WORK TO COMPLETE: In the stretch of records from the line containing "job: give the outline of every instance of the woven" through the line containing "M237 370L249 370L253", replace "instance" with "occurrence" and write out those lines with nothing else changed.
[start of SOURCE MATERIAL]
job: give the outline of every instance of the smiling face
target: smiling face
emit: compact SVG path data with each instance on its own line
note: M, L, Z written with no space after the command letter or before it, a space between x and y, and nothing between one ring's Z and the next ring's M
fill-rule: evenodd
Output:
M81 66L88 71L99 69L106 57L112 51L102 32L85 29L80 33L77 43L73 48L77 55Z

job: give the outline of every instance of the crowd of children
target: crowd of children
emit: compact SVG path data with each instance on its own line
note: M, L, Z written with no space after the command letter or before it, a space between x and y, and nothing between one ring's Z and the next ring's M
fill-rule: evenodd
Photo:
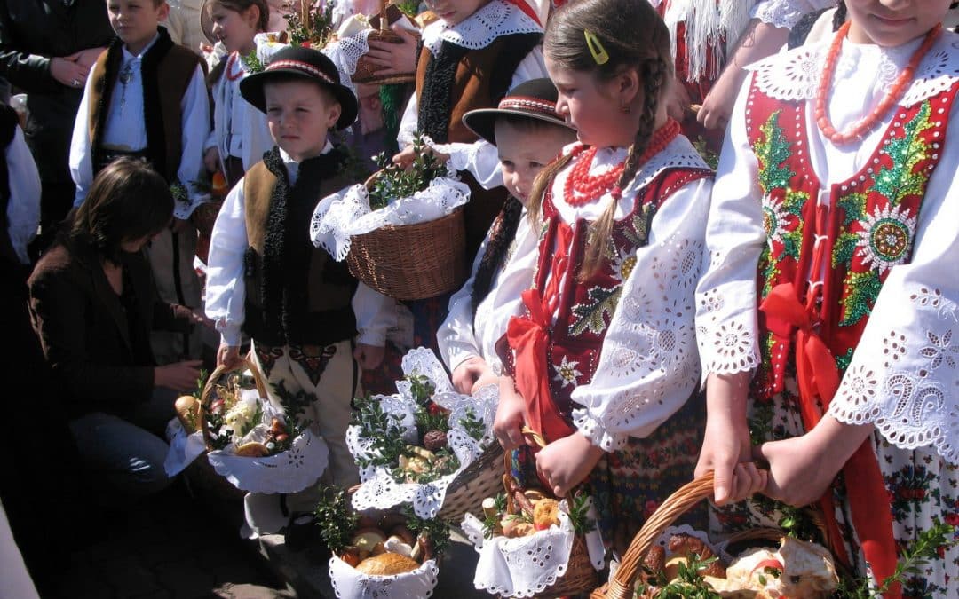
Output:
M690 523L722 536L814 504L822 541L876 581L924 530L959 521L951 4L429 0L419 46L370 44L376 63L415 70L405 109L384 115L399 121L393 162L425 133L471 191L470 276L404 302L413 342L459 392L498 385L493 432L517 475L557 496L588 487L614 552L711 471L710 522L704 506ZM406 310L310 240L318 200L362 182L342 134L356 85L322 52L268 37L264 0L203 3L225 50L208 76L158 28L164 0L105 10L117 38L70 150L78 210L29 284L44 355L82 406L82 457L127 492L152 488L131 484L159 464L130 414L155 387L193 387L205 326L217 364L249 348L272 401L309 402L325 476L354 484L351 401L363 371L395 361L386 336ZM38 218L23 197L39 193L18 135L0 135L14 273ZM230 191L200 281L191 218L217 172ZM140 219L130 194L152 205ZM149 336L174 316L193 334ZM107 391L91 372L120 379ZM91 449L107 416L127 452ZM957 576L952 544L886 596L954 596Z

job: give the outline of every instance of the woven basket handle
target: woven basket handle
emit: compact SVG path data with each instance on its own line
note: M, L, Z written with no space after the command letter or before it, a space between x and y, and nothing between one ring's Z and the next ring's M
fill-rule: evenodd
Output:
M237 370L249 370L253 373L253 381L256 383L256 392L260 394L261 398L267 397L267 384L263 380L263 375L260 374L260 369L256 367L253 360L250 359L248 356L245 356L241 358L243 363L238 368L227 368L224 365L217 366L217 368L210 373L207 377L206 382L203 384L203 390L199 394L199 412L200 412L200 426L203 429L203 442L206 444L206 449L211 449L210 447L210 425L206 422L206 417L203 415L204 406L210 401L210 395L213 393L213 389L216 388L217 380L229 372L234 372Z
M713 493L713 472L689 482L679 488L660 504L652 516L646 519L640 532L636 533L629 548L622 556L620 568L609 580L606 596L622 598L633 596L633 584L639 571L640 564L646 552L653 546L656 540L666 531L667 527L676 521L687 510L699 503Z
[end of SOURCE MATERIAL]
ANSWER TO THE PROBLEM:
job: give the outline of every occurrence of the woven basket handle
target: woven basket handle
emit: compact SVG path data with each occurrence on its own line
note: M, L, Z written with no space after the command letter or before it, a space between x and y, and nothing between one ring's Z and the next ring's M
fill-rule: evenodd
Output:
M237 370L249 370L253 373L253 381L256 383L256 392L260 394L261 398L267 397L267 384L263 380L263 375L260 374L260 369L256 367L253 360L250 359L248 356L245 356L241 358L243 363L238 368L227 368L224 365L217 366L217 368L210 373L207 377L206 382L203 384L203 390L199 394L199 412L200 412L200 426L203 429L203 442L206 444L206 449L211 449L210 447L210 425L206 422L206 417L203 415L204 406L210 401L210 395L213 393L213 389L216 388L217 380L229 372L234 372Z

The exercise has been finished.